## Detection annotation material
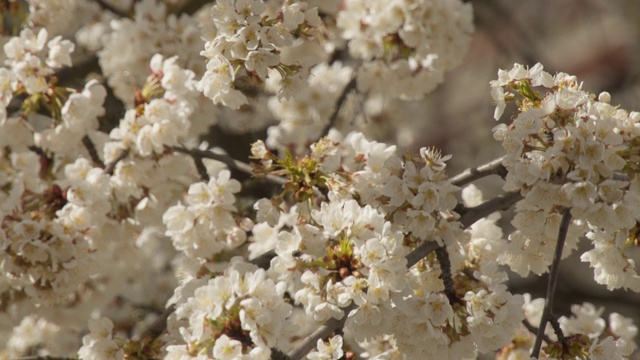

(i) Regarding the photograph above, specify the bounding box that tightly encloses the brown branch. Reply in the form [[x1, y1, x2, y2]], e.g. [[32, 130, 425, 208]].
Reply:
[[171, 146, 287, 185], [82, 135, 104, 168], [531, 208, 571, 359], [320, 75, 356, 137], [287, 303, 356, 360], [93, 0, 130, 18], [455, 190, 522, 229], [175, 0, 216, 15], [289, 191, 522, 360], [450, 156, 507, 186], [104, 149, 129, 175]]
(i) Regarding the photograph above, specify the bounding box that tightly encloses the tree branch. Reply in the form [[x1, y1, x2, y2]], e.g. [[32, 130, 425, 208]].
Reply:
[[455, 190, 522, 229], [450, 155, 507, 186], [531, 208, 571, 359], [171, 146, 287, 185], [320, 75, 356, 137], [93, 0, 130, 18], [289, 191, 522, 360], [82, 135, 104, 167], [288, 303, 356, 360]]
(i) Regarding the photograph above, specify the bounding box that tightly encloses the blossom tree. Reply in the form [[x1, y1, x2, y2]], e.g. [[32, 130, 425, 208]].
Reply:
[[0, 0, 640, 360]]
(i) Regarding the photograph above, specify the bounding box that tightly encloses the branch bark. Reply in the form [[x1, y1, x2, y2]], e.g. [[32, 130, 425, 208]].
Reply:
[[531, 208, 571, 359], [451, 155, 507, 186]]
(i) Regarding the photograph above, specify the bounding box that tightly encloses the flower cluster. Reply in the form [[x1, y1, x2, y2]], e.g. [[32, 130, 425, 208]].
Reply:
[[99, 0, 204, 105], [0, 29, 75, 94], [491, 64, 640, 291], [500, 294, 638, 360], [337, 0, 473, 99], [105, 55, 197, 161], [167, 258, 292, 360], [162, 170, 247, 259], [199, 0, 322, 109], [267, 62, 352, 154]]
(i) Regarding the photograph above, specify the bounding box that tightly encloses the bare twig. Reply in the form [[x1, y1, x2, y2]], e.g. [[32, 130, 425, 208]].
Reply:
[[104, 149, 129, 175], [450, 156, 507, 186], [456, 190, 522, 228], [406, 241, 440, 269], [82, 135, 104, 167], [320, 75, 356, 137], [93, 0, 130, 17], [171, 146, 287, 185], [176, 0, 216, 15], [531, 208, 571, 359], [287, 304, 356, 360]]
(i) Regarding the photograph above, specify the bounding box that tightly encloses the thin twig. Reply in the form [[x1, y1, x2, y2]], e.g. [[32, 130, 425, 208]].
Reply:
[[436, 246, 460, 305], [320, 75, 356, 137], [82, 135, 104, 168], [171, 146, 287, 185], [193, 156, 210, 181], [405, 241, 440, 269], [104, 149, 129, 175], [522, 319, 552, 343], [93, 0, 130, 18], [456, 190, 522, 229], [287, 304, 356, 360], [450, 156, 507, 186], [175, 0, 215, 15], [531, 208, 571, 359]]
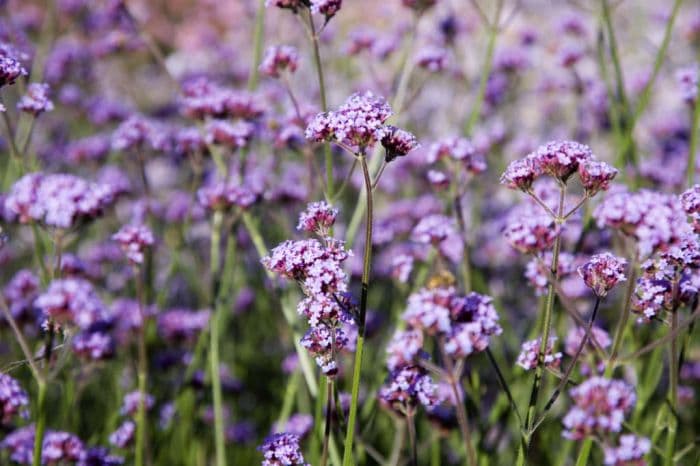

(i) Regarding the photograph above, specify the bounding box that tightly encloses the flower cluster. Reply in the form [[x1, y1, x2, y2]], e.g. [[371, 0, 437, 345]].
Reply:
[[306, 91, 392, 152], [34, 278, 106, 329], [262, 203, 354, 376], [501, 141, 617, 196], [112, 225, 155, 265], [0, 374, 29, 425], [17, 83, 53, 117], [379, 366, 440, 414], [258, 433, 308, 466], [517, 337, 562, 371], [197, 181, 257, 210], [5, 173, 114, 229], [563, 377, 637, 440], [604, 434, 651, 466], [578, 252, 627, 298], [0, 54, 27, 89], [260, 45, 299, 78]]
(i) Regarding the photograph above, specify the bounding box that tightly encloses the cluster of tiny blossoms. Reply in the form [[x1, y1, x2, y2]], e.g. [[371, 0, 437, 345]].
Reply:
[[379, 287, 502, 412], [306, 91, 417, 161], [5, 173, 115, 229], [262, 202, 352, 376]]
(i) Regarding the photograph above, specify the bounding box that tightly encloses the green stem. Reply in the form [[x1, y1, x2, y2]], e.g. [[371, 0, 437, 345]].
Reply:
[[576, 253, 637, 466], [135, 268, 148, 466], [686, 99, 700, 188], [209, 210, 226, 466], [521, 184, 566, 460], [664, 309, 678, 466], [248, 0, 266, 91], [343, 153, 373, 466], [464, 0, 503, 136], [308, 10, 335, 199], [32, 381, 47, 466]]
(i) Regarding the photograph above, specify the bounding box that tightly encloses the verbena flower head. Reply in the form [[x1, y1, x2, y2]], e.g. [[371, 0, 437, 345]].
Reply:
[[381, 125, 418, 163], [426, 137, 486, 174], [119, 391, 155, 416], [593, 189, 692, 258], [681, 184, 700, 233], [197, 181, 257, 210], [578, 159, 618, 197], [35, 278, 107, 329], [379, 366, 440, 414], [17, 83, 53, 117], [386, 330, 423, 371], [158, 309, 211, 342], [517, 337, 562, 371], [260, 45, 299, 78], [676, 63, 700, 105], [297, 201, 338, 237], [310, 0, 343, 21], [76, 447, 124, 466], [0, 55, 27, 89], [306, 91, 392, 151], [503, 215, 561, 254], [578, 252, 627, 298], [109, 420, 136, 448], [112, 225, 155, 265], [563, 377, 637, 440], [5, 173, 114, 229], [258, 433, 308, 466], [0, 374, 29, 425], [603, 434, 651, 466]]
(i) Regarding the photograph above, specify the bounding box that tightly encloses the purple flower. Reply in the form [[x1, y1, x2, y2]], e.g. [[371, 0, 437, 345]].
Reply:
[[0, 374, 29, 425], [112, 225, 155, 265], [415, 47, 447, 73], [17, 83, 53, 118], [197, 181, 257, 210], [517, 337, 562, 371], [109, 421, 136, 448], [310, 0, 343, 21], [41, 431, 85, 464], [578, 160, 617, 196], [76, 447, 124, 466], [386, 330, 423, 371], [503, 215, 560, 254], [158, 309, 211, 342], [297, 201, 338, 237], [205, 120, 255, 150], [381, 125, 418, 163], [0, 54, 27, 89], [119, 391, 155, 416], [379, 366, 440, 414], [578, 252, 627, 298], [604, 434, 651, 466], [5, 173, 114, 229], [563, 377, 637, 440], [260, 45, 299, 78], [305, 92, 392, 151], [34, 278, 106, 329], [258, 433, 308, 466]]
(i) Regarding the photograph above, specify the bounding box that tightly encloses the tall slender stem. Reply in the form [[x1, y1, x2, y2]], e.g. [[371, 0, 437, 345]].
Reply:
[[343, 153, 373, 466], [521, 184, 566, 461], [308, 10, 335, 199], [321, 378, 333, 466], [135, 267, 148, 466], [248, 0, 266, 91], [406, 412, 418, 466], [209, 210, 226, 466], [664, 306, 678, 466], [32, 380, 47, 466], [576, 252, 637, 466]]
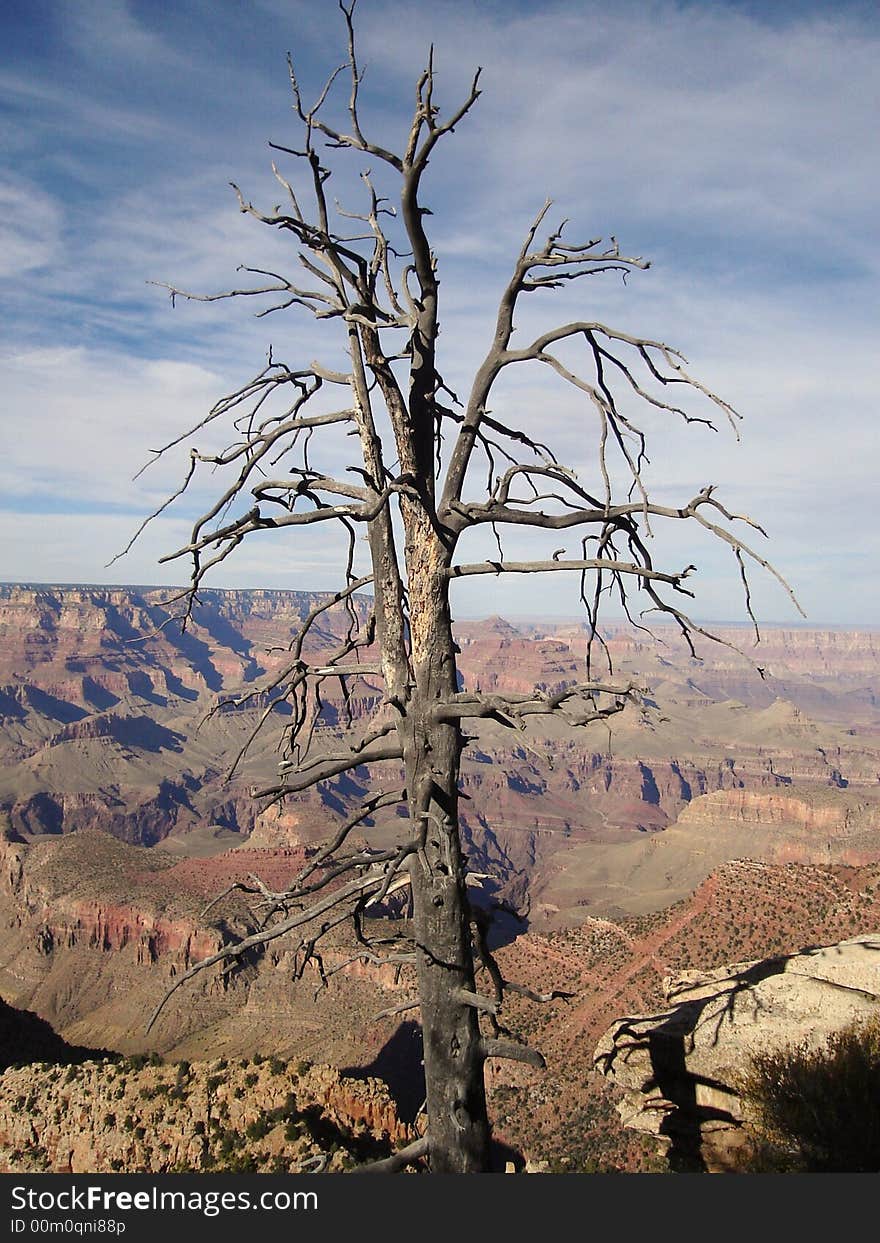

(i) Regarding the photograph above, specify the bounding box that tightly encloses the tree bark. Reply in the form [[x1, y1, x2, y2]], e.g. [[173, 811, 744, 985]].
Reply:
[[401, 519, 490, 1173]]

## Your task
Turn all of the material above into a JSON list of strings, one string for each line and no blank lines. Leave out the pictures.

## Result for this task
[
  "(i) Regarding the photograph above, specify the bounding box that tightly encloses the brown branch. Reply in the form [[x1, y1, x2, y2]], e.g. [[32, 130, 425, 208]].",
  "Reply:",
  "[[171, 146, 287, 185], [82, 135, 104, 168], [531, 208, 571, 359], [320, 75, 356, 137], [287, 303, 356, 360], [93, 0, 130, 18], [455, 190, 522, 229], [175, 0, 216, 15], [289, 191, 522, 360], [450, 156, 507, 186], [104, 149, 129, 175]]",
  "(i) Regarding the photograph above, specify the bounding box that tightly encloses the tree branch. Reply in the form [[x1, y1, x2, y2]], e.g. [[32, 130, 425, 208]].",
  "Reply:",
  "[[455, 190, 522, 229], [450, 155, 507, 186], [531, 208, 571, 359], [171, 146, 287, 185], [320, 75, 356, 137], [93, 0, 130, 18], [289, 191, 522, 360], [82, 135, 104, 167], [288, 303, 356, 360]]",
  "(i) Regarding the photograph above, specify the bounding box that tightly encloses the blossom tree. Reply in the form [[x1, y1, x2, y2]], e.g. [[32, 130, 425, 208]].",
  "Reply:",
  "[[0, 0, 640, 360]]",
  "(i) Regarding the photograph above, specify the bounding box that tightly encloses the branch bark. Reply in the form [[x1, y1, x2, y2]], e.g. [[32, 130, 425, 208]].",
  "Reply:",
  "[[531, 208, 571, 359], [451, 155, 507, 186]]",
  "(i) Regarding the photograph above, specify the bounding box that tightly encloses the flower cluster. Reply in the form [[x1, y1, x2, y2]], e.g. [[32, 130, 425, 208]].",
  "Reply:",
  "[[99, 0, 204, 105], [0, 29, 75, 94], [491, 64, 640, 291], [500, 294, 638, 360], [337, 0, 473, 99], [105, 55, 197, 161], [167, 258, 292, 360], [162, 170, 247, 259], [199, 0, 322, 109], [267, 62, 352, 154]]",
  "(i) Regarding the photograph above, specify the bounding box that tightly encloses the bare twig. Reply in the form [[x1, y1, x2, y2]], e.g. [[32, 130, 425, 208]].",
  "Reply:",
  "[[104, 149, 129, 175], [450, 156, 507, 186], [456, 190, 522, 228], [406, 241, 440, 269], [82, 135, 104, 167], [320, 75, 356, 137], [93, 0, 130, 17], [171, 146, 287, 185], [176, 0, 216, 15], [531, 208, 571, 359], [287, 304, 356, 360]]",
  "(i) Regarding the photograph above, specify the bounding box that tightly encloses the thin twig. Reply in the form [[x1, y1, x2, y2]], e.g. [[32, 130, 425, 208]].",
  "Reply:",
  "[[436, 246, 460, 305], [320, 75, 356, 137], [82, 135, 104, 168], [171, 146, 287, 185], [193, 156, 210, 181], [405, 241, 440, 269], [104, 149, 129, 175], [522, 319, 552, 343], [93, 0, 130, 18], [456, 190, 522, 229], [287, 304, 356, 360], [450, 156, 507, 186], [175, 0, 215, 15], [531, 208, 571, 359]]",
  "(i) Regarding the photograph above, specify the bounding box that tightly encloses the flower cluster. Reply in the form [[x1, y1, x2, y2]], e.g. [[371, 0, 437, 345]].",
  "Reply:",
  "[[306, 91, 392, 152], [34, 278, 106, 329], [262, 203, 354, 376], [501, 141, 617, 196], [112, 225, 155, 265], [0, 374, 29, 425], [17, 83, 53, 117], [379, 366, 440, 414], [258, 433, 308, 466], [517, 337, 562, 371], [197, 181, 257, 210], [5, 173, 114, 229], [563, 377, 637, 440], [604, 434, 651, 466], [578, 252, 627, 298], [0, 54, 27, 89], [260, 45, 299, 78]]",
  "(i) Regarding the photograph above, specify the bounding box that tightly encloses the cluster of tiny blossoms. Reply in the form [[x1, y1, x2, y2]], e.g. [[371, 0, 437, 345]].",
  "Reply:",
  "[[379, 287, 502, 412], [306, 91, 417, 161], [5, 173, 115, 229], [262, 202, 352, 376]]",
  "(i) Regarding the photograph above, specify the bounding box that tightly encloses the green stem. Reply in the form [[x1, y1, x2, y2]], e.g. [[371, 0, 437, 345]].",
  "Reply:",
  "[[576, 253, 637, 466], [135, 268, 148, 466], [686, 99, 700, 188], [209, 210, 226, 466], [521, 184, 566, 460], [664, 309, 678, 466], [248, 0, 266, 91], [343, 153, 373, 466], [464, 0, 503, 136], [308, 10, 335, 199], [32, 381, 47, 466]]",
  "(i) Regarding the photograph above, specify the bounding box that tightly encloses the verbena flower head. Reply in the form [[x1, y1, x2, y2]], e.g. [[371, 0, 437, 345]].",
  "Reply:",
  "[[381, 125, 418, 163], [426, 137, 486, 174], [119, 391, 155, 416], [593, 189, 692, 258], [681, 184, 700, 233], [197, 181, 257, 210], [578, 159, 618, 197], [35, 278, 107, 329], [379, 366, 440, 414], [17, 83, 53, 117], [386, 330, 423, 371], [158, 309, 211, 342], [517, 337, 562, 371], [260, 45, 299, 78], [676, 63, 700, 105], [297, 201, 338, 237], [310, 0, 343, 21], [76, 447, 124, 466], [0, 55, 27, 89], [306, 91, 392, 151], [503, 215, 561, 254], [578, 252, 627, 298], [109, 420, 136, 448], [112, 225, 155, 265], [563, 377, 637, 440], [5, 173, 114, 229], [258, 433, 308, 466], [0, 374, 29, 425], [603, 434, 651, 466]]",
  "(i) Regarding the photograph above, specify the bounding box that tightly encloses the purple flower. Reply in the form [[x1, y1, x2, y2]], e.g. [[371, 0, 437, 345]].",
  "Reply:",
  "[[0, 374, 29, 425], [112, 225, 155, 265], [415, 47, 447, 73], [17, 83, 53, 118], [197, 181, 257, 210], [517, 337, 562, 371], [109, 421, 136, 448], [310, 0, 343, 21], [41, 431, 85, 464], [578, 160, 617, 196], [76, 447, 124, 466], [386, 330, 423, 371], [503, 215, 560, 254], [158, 309, 211, 342], [297, 201, 338, 237], [205, 120, 255, 150], [381, 125, 418, 163], [0, 54, 27, 89], [119, 391, 155, 416], [379, 366, 440, 414], [578, 252, 627, 298], [604, 434, 651, 466], [5, 173, 114, 229], [563, 377, 637, 440], [260, 45, 299, 78], [305, 92, 392, 151], [34, 278, 106, 329], [258, 433, 308, 466]]",
  "(i) Regarding the photograph above, specify the bounding box that tightly encloses the tall slender stem. Reply in the form [[x1, y1, x2, y2]], e.g. [[371, 0, 437, 345]].",
  "Reply:",
  "[[343, 153, 373, 466], [521, 184, 566, 461], [308, 10, 335, 199], [321, 378, 333, 466], [135, 267, 148, 466], [248, 0, 266, 91], [406, 412, 418, 466], [209, 210, 226, 466], [664, 306, 678, 466], [32, 380, 47, 466], [576, 252, 637, 466]]",
  "(i) Regarding the photograph above, specify the bounding box that tightly encloses the tree bark. Reply in the form [[x1, y1, x2, y2]], e.g. [[173, 811, 744, 985]].",
  "Reply:",
  "[[401, 519, 490, 1173]]"
]